# What the task asks:
Count the lines in the listing below that contain the word "white" (case counts), and reply with that number alone.

# Extracted data:
+ + + + +

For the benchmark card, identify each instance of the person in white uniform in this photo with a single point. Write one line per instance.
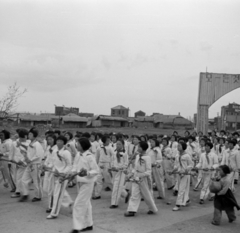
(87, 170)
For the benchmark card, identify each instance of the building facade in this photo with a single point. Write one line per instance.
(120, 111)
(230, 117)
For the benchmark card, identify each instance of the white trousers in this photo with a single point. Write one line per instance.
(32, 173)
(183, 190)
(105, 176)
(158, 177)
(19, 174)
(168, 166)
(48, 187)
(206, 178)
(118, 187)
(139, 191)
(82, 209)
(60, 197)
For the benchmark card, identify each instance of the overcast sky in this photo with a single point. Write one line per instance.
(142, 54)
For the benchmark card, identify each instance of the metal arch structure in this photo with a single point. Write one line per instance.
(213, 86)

+ + + + +

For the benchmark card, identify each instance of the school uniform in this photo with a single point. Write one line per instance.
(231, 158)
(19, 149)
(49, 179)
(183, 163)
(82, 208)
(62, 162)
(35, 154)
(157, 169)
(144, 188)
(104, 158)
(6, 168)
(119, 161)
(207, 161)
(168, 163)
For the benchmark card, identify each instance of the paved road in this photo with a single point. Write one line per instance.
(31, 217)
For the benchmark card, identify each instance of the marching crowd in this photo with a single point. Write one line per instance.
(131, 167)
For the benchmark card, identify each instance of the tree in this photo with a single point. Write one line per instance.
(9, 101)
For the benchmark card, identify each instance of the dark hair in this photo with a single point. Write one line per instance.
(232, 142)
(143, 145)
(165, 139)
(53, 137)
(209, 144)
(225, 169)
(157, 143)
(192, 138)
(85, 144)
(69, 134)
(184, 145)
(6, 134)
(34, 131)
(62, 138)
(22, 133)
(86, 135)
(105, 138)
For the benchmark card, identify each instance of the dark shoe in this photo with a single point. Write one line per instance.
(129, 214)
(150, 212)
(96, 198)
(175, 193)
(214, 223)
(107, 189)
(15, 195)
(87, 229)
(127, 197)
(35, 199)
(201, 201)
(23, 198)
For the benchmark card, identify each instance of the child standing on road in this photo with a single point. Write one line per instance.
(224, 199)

+ + + + +

# Result below:
2